Problem to work on:
Would you transcribe word for word every line from the one containing "Would you be able to indicate the pedestrian" to the end of the data, both ends included, and leave out the rest?

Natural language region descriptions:
=-=-=-=-=

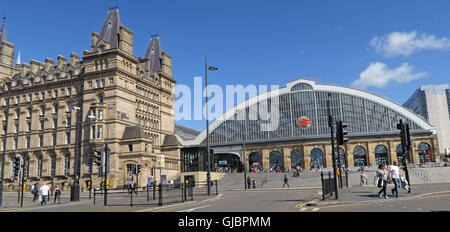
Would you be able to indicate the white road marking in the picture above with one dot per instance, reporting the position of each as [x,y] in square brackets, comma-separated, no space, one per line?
[190,210]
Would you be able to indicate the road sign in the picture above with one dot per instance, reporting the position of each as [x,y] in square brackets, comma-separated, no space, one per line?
[160,161]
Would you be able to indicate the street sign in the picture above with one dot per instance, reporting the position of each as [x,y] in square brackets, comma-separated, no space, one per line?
[160,162]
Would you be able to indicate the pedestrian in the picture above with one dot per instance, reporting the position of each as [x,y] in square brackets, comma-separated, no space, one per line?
[382,177]
[35,192]
[363,179]
[44,193]
[394,176]
[286,181]
[57,194]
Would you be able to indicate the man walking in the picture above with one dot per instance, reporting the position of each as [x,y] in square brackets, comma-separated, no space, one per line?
[286,181]
[394,176]
[44,192]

=-=-=-=-=

Written answer:
Would you be able to indicate the pedestrian in the picture above with one dot per instance, reporting the position of each as [x,y] in square brackets, comma-separated, no space, one per line?
[382,177]
[35,192]
[363,179]
[44,193]
[394,176]
[286,181]
[57,194]
Would you be able to indicate the man walking in the picture above with one dot per instance, reporting the position of each as [x,y] in square brackets, comma-separated, no space, one per line?
[286,181]
[394,176]
[44,192]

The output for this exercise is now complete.